● What to do
(1) In the pregnancy blog text, list each thing the opening sentence says "She went over."
(2) Carry the pregnancy blog text forward from its final sentence.

● Exercise passage

══════════════════════════════

She went over my old OP notes, my ultrasound, the actual size of my pelvis and the fact that baby is measuring in the 70% line, and my belly is now measuring 42 weeks at 36 weeks...She doesn't even think if baby was to be born now he would fit. 

You can have someone 4ft give birth to a 10lb baby.  Your body adjusts.  But sometimes there are people who just have small frames with a "lip?" on their pelvis bone.  Which does explain some things at my 1st c-section.  Jayleen was stuck in my pelvis, and they had to manually push her head out of my pelvis to get her birthed by c-section..she had the biggest cone head, ever!

So it looks like all that Raspberry Leaf tea I bought will just be sitting in the cupboard!  I have exactly 3 weeks till my c-section.  I might as well just try and relax and enjoy some quiet time (if only these dogs would stop crying!!!)

Friday, January 14, 2011

I can barely sit down....

I slipped and fell on ice this morning =[  I was in the backyard on my porch when I noticed it was an ice rink, but it was too late.  I fell really hard on my bottom/left hip and smacked my ankle against the pavement,..and that's when I started to slide and roll onto my belly.  The only thing to stop me was the dog!  Poor girl. 

I laid there crying for a few minutes before I was able to crawl back inside.  Thank goodness the baby started kicking right away, and within 10 minutes he had the hiccups.  He's now thrashing around inside more than any other morning.  and it hurts!  It feels like my cervix is bruised, and he's hitting it? 

I'm just lucky that that fall wasn't worse than what it was.

I'd rather have snow than this ice.  Or have the snow ice over, at least that way I can see it!

Wednesday, January 12, 2011

35weeks - 0 dilation

I just had my 35 week visit at the OB.  I had to sit there waiting in my room for 30 mins with no bottoms on because there was an emergency in the room next to us.  Some lady at 30 weeks pregnant had her bag of water in her vagina =[  So the ambulance had to come bring her to the hospital.

I got my strep B swab done today, and while measuring my belly I got a really strong Braxton Hicks.  She decided to wait till it was over because my belly went rock hard and stuck out. lol  I am measuring 40 weeks.  40 weeks!

She also decided to do a quick cervix check.  0 dilation, but mentioned that it was thinning out nicely.  She then went over my old c-section notes.  Scar on my uterus is normal, so I can try for a VBAC =)  The reason documented for the C-section was "Failure to progress"

══════════════════════════════

● Provided information
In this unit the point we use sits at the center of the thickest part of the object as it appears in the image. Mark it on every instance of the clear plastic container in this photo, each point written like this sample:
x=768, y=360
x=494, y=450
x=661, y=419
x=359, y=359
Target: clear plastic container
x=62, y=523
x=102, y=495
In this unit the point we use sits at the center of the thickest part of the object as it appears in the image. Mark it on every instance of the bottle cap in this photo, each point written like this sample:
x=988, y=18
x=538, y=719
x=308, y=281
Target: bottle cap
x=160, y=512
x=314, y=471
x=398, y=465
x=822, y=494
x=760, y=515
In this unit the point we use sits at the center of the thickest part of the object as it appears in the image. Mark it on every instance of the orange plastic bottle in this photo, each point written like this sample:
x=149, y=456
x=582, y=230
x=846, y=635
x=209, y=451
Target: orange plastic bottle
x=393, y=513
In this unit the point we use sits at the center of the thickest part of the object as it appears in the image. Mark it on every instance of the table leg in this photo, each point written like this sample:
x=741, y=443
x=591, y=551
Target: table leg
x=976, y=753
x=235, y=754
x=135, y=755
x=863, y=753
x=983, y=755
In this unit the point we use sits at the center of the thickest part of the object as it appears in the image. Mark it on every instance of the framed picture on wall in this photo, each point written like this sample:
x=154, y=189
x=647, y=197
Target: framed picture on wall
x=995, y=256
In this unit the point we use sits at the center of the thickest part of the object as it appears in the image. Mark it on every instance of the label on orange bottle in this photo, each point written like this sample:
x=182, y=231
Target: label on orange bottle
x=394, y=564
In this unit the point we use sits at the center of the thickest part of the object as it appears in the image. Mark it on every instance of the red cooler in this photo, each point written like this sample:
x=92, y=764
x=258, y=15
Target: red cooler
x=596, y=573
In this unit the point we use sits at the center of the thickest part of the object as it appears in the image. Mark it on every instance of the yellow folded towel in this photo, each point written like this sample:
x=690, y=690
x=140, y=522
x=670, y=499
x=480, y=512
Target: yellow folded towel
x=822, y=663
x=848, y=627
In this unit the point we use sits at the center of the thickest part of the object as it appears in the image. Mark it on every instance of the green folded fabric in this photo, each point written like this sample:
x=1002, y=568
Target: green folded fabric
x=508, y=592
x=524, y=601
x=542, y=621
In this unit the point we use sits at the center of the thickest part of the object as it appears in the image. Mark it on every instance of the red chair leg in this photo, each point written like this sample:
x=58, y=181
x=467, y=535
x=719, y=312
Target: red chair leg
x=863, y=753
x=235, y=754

══════════════════════════════

● Answers provided
(1)
- Old OP notes
- Ultrasound
- The actual size of the pelvis
- The fact that the baby is measuring in the 70% line
- The belly now measuring 42 weeks at 36 weeks

(2)
I ran to Walmart on my way home to pick up some Raspberry leaf tea,...yeah, hardest thing to find!  It's the last thing on the ingredient list on 2 different kinds.  I figure I'll start drinking some of this one, and then next week I'll look for a better one.

Sunday, January 9, 2011

Nursery 1.5

I've been trying to finish up the nursery the past week, and been sorta stuck.  We decided to add some color, because it was looking dark and gloomy. 

We will be adding a storage shelf next weekend against the wall with the bath set box, and I still need to find a lamp with a dimmer that I like.  It just seems like minor stuff left!  Oh and of course we will be moving the bassinet into our room once the baby arrives. 

Ps.  I managed to crazy glue 2 of my fingers to a canvas today!

Here are some shots from today:





Wednesday, January 5, 2011

34 weeks with Pupps!

Pupps sounds cute, but I assure you, it's not!  My belly, thighs, and legs are on fire from all the scratching.  Not much I can do but try to control the scratching and hope that the rash doesn't get darker or spread.

I am officially 34 weeks, and I finally got a hold of my old C-section records and had them forwarded to the OB.  I go in on the 12th and I am hoping they agree to allow me try to have a vaginal birth. =)  If so, and if my cervix is dilated some, I will get my membranes stripped at my 37th week appt. and I will try my best to try and go into labor before Feb 8th. (My scheduled C-section date)

The rules are:

Go into Labor without induction
Labor at the hospital to be monitored
AND I have to go into labor before my scheduled date

We did a huge Babies R Us trip last weekend to pick the last of the baby gear.  We ordered his cloth diapers and his jogging stroller on Amazon...I think I am starting to believe that this might happen!